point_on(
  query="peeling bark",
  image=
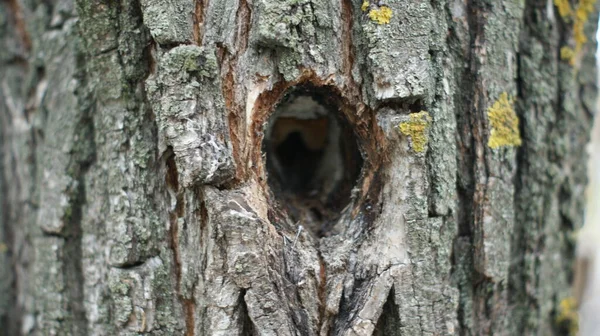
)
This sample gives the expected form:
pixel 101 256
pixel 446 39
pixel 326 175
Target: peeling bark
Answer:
pixel 135 196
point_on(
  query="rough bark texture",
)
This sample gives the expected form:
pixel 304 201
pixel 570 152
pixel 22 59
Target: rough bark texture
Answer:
pixel 134 197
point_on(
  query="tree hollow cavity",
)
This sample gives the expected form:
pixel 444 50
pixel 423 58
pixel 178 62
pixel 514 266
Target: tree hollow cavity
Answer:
pixel 313 159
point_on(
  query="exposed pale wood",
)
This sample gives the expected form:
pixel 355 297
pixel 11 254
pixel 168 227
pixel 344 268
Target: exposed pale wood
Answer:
pixel 134 191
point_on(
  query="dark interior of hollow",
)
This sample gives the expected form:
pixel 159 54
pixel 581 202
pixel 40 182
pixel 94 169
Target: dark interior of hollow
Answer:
pixel 313 162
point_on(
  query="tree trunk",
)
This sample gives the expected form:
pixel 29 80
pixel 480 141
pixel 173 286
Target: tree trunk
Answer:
pixel 295 167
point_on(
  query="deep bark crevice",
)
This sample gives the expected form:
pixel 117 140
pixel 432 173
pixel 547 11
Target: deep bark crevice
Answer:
pixel 389 323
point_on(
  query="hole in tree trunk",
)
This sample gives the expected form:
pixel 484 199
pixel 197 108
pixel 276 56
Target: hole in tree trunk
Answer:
pixel 313 160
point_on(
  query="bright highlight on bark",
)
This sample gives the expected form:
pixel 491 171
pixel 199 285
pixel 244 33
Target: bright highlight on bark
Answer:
pixel 580 17
pixel 382 15
pixel 416 129
pixel 504 123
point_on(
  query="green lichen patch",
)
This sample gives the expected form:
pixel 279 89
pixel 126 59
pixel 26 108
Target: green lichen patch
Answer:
pixel 579 17
pixel 504 123
pixel 416 128
pixel 567 315
pixel 379 14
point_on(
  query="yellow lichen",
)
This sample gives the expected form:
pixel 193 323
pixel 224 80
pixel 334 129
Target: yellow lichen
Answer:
pixel 504 123
pixel 416 129
pixel 564 8
pixel 567 53
pixel 381 15
pixel 580 17
pixel 568 315
pixel 365 6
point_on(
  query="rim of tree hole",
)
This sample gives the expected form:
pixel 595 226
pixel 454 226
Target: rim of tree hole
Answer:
pixel 313 157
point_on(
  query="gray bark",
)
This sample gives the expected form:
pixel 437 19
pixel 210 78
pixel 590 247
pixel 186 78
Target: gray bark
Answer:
pixel 134 193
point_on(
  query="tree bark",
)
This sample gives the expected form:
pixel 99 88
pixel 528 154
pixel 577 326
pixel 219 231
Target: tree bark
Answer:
pixel 136 197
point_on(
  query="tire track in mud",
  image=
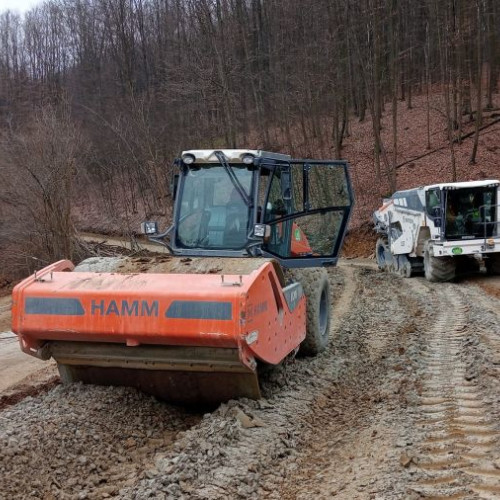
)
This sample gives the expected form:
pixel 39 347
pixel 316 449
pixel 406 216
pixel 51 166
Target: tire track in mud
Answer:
pixel 460 437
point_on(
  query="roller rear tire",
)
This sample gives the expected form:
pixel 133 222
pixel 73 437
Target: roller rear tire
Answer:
pixel 317 291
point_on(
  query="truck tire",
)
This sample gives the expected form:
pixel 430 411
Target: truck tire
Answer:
pixel 382 254
pixel 438 269
pixel 317 291
pixel 492 264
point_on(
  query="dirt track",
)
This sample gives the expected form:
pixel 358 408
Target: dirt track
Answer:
pixel 404 404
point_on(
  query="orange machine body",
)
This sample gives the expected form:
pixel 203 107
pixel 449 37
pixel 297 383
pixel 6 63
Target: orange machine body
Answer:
pixel 253 312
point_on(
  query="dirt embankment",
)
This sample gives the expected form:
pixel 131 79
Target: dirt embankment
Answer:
pixel 404 404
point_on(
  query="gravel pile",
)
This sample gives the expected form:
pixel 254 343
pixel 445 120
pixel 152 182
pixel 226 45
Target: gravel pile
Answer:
pixel 82 441
pixel 252 449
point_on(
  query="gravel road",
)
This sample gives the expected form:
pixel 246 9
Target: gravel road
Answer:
pixel 404 404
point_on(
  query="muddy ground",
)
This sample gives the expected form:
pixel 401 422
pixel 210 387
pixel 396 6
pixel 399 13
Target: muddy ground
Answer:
pixel 404 404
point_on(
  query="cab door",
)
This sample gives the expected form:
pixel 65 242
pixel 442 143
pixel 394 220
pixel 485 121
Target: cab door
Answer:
pixel 308 207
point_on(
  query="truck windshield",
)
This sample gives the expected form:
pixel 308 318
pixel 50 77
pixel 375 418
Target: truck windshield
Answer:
pixel 212 212
pixel 470 213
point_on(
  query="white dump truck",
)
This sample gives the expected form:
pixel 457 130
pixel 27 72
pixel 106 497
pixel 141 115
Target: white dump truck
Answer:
pixel 441 230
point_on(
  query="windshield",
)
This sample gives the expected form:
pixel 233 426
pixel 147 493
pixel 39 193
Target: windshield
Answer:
pixel 212 212
pixel 470 213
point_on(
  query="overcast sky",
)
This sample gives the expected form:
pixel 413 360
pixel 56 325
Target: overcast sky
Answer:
pixel 20 5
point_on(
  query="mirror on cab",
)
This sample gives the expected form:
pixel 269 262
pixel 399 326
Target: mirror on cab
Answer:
pixel 149 228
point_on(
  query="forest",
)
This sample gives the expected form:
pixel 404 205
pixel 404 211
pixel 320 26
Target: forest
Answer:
pixel 98 96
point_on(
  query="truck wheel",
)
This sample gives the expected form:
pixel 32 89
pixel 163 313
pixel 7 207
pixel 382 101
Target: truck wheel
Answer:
pixel 438 268
pixel 317 291
pixel 492 264
pixel 382 254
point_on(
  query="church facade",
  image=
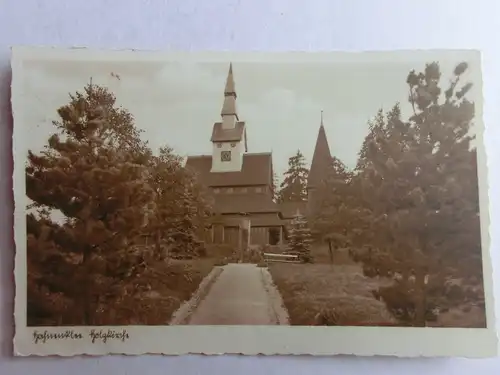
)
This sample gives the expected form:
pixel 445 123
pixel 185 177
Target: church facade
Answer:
pixel 240 182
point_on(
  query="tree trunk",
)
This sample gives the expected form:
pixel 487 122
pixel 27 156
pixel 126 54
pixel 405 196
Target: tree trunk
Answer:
pixel 158 250
pixel 420 298
pixel 86 296
pixel 330 250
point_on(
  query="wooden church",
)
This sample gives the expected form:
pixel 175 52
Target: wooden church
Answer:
pixel 240 182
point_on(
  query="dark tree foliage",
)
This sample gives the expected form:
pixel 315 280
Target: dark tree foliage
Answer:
pixel 92 171
pixel 294 185
pixel 181 206
pixel 418 180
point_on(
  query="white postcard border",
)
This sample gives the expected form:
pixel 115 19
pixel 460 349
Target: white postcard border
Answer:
pixel 249 340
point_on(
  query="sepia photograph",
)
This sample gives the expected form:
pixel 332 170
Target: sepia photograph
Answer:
pixel 215 191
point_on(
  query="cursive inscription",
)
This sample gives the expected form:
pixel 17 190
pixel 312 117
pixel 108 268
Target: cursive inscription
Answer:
pixel 43 337
pixel 110 334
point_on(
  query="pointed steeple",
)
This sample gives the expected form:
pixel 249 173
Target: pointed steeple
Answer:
pixel 230 90
pixel 321 158
pixel 229 113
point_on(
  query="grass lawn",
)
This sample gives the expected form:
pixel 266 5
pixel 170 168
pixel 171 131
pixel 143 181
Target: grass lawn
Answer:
pixel 165 287
pixel 314 293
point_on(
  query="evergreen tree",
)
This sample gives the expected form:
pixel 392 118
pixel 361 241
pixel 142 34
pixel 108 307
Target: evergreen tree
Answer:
pixel 294 185
pixel 335 216
pixel 300 238
pixel 419 182
pixel 93 171
pixel 182 209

○ ○ ○ ○ ○

Work order
Nothing but the records, restated word for word and stripped of images, belongs in the answer.

Answer
point_on(
  query="peeling bark",
  image=
)
This sample gives the expected form:
pixel 101 256
pixel 446 39
pixel 326 175
Target: peeling bark
Answer:
pixel 135 196
point_on(
  query="rough bark texture",
)
This sample gives the expected form:
pixel 304 201
pixel 570 152
pixel 22 59
Target: rough bark texture
Answer:
pixel 134 197
point_on(
  query="tree hollow cavity",
)
This sample gives the expected form:
pixel 444 50
pixel 423 58
pixel 178 62
pixel 514 266
Target: tree hollow cavity
Answer:
pixel 313 159
point_on(
  query="exposed pale wood",
)
This sample gives the expected form:
pixel 355 297
pixel 11 254
pixel 168 227
pixel 344 268
Target: exposed pale wood
Answer:
pixel 134 191
point_on(
  query="dark interior of hollow",
)
This sample gives the expected form:
pixel 159 54
pixel 581 202
pixel 40 182
pixel 94 169
Target: dark interior of hollow
Answer:
pixel 313 162
point_on(
  query="tree trunk",
)
This sample gives the expected form:
pixel 29 80
pixel 480 141
pixel 173 286
Target: tree trunk
Answer:
pixel 295 167
point_on(
  query="deep bark crevice",
)
This sample gives the expected form:
pixel 117 140
pixel 432 173
pixel 547 11
Target: deep bark crevice
Answer:
pixel 389 323
point_on(
  query="hole in tree trunk",
)
This sample gives the expected form:
pixel 484 199
pixel 197 108
pixel 276 56
Target: hole in tree trunk
Answer:
pixel 313 160
point_on(
  query="bright highlight on bark",
)
This sample gives the expected form:
pixel 491 171
pixel 199 285
pixel 244 33
Target: bright highlight on bark
Answer:
pixel 580 17
pixel 382 15
pixel 416 129
pixel 504 123
point_on(
  query="green lichen patch",
)
This sample gives the expected form:
pixel 279 89
pixel 126 59
pixel 26 108
Target: green lichen patch
Answer:
pixel 579 17
pixel 504 123
pixel 416 128
pixel 567 315
pixel 379 14
point_on(
  query="yellow lichen",
)
This sample gives the expected form:
pixel 193 323
pixel 224 80
pixel 334 129
Target: yellow lichen
Answer:
pixel 504 123
pixel 416 129
pixel 564 8
pixel 567 53
pixel 381 15
pixel 580 17
pixel 568 315
pixel 365 6
point_on(
  query="rim of tree hole",
)
This sample gives the expected form:
pixel 595 226
pixel 454 226
Target: rim of tree hole
Answer:
pixel 313 157
point_on(
  query="gray bark",
)
This sample gives the expected form:
pixel 437 19
pixel 210 78
pixel 590 247
pixel 186 78
Target: gray bark
Answer:
pixel 134 193
point_on(
  query="tree bark",
)
This sample gives the expected form:
pixel 99 88
pixel 528 154
pixel 577 326
pixel 219 231
Target: tree bark
Answer:
pixel 136 197
point_on(
  query="tire track in mud",
  image=
)
This sample gives the expected form:
pixel 39 347
pixel 316 449
pixel 406 216
pixel 51 166
Target: tire track in mud
Answer:
pixel 460 437
point_on(
  query="roller rear tire",
)
This sample gives the expected form:
pixel 133 222
pixel 73 437
Target: roller rear tire
Answer:
pixel 317 291
point_on(
  query="truck tire",
)
This sample gives the expected form:
pixel 430 411
Target: truck tire
Answer:
pixel 382 254
pixel 438 269
pixel 317 291
pixel 492 264
point_on(
  query="dirt track",
)
This sample gives the expected form:
pixel 358 408
Target: dirt track
Answer:
pixel 404 404
point_on(
  query="orange machine body",
)
This sample gives the expected form:
pixel 203 107
pixel 449 37
pixel 297 383
pixel 6 63
Target: orange machine body
Answer:
pixel 253 312
point_on(
  query="dirt embankment",
)
This sample gives the expected form:
pixel 131 79
Target: dirt embankment
Answer:
pixel 404 404
point_on(
  query="gravel pile",
)
This sample gives the expected form:
pixel 254 343
pixel 445 120
pixel 152 182
pixel 226 45
Target: gravel pile
Answer:
pixel 82 441
pixel 252 449
point_on(
  query="gravel road",
)
This sample gives the expected form:
pixel 246 9
Target: gravel road
Answer:
pixel 404 404
point_on(
  query="muddy ground",
)
This sample gives the expected form:
pixel 401 422
pixel 210 387
pixel 396 6
pixel 399 13
Target: muddy ground
Answer:
pixel 404 404
point_on(
  query="cab door",
)
This sample gives the expected form:
pixel 65 242
pixel 442 143
pixel 394 220
pixel 485 121
Target: cab door
Answer:
pixel 308 207
point_on(
  query="truck windshield",
)
This sample gives the expected form:
pixel 308 318
pixel 50 77
pixel 375 418
Target: truck windshield
Answer:
pixel 212 212
pixel 470 213
point_on(
  query="white dump truck",
)
This sample gives the expected form:
pixel 457 130
pixel 27 72
pixel 106 497
pixel 141 115
Target: white dump truck
Answer:
pixel 441 230
point_on(
  query="windshield",
)
This sample gives the expected form:
pixel 233 426
pixel 147 493
pixel 39 193
Target: windshield
Answer:
pixel 212 212
pixel 470 213
point_on(
  query="overcast sky",
)
This sample gives the expected form:
pixel 413 360
pixel 56 325
Target: overcast sky
Answer:
pixel 20 5
point_on(
  query="mirror on cab",
)
This sample gives the expected form:
pixel 269 262
pixel 399 326
Target: mirror on cab
Answer:
pixel 149 228
point_on(
  query="forest",
)
This sample gives the expected form:
pixel 404 205
pixel 404 211
pixel 320 26
Target: forest
Answer:
pixel 98 96
point_on(
  query="truck wheel",
)
This sample gives the expected form:
pixel 32 89
pixel 163 313
pixel 7 207
pixel 382 101
Target: truck wheel
Answer:
pixel 438 268
pixel 317 291
pixel 492 264
pixel 382 254
point_on(
  query="church facade",
  image=
)
This sample gives the expected form:
pixel 445 123
pixel 185 177
Target: church facade
Answer:
pixel 240 182
point_on(
  query="tree trunk",
)
This sample gives the expected form:
pixel 487 122
pixel 27 156
pixel 126 54
pixel 405 196
Target: tree trunk
Answer:
pixel 158 250
pixel 420 298
pixel 86 296
pixel 330 250
point_on(
  query="wooden church",
)
This sample gives the expected form:
pixel 175 52
Target: wooden church
Answer:
pixel 240 182
point_on(
  query="dark tree foliage",
)
This sample gives the expected form:
pixel 315 280
Target: dark tree foliage
Answer:
pixel 92 171
pixel 294 185
pixel 181 206
pixel 418 180
point_on(
  query="white postcard border",
)
This sample gives the expected form:
pixel 115 19
pixel 460 349
Target: white postcard border
Answer:
pixel 249 340
point_on(
  query="sepia photograph",
)
This sample gives the expected form:
pixel 332 170
Target: sepia photograph
Answer:
pixel 215 191
point_on(
  query="cursive inscription",
)
This sample gives the expected form:
pixel 17 190
pixel 312 117
pixel 108 268
Target: cursive inscription
Answer:
pixel 43 337
pixel 110 334
point_on(
  query="pointed steeple",
)
This sample gives the expected form:
pixel 249 173
Target: pointed steeple
Answer:
pixel 230 90
pixel 321 158
pixel 229 113
point_on(
  query="grass lawn",
)
This sample gives the expected form:
pixel 266 5
pixel 170 168
pixel 171 131
pixel 143 181
Target: grass lawn
Answer:
pixel 165 287
pixel 314 293
point_on(
  query="evergreen tree",
)
This sample gives the expected form:
pixel 392 118
pixel 361 241
pixel 142 34
pixel 108 307
Target: evergreen tree
Answer:
pixel 294 185
pixel 335 216
pixel 300 238
pixel 419 182
pixel 93 171
pixel 182 209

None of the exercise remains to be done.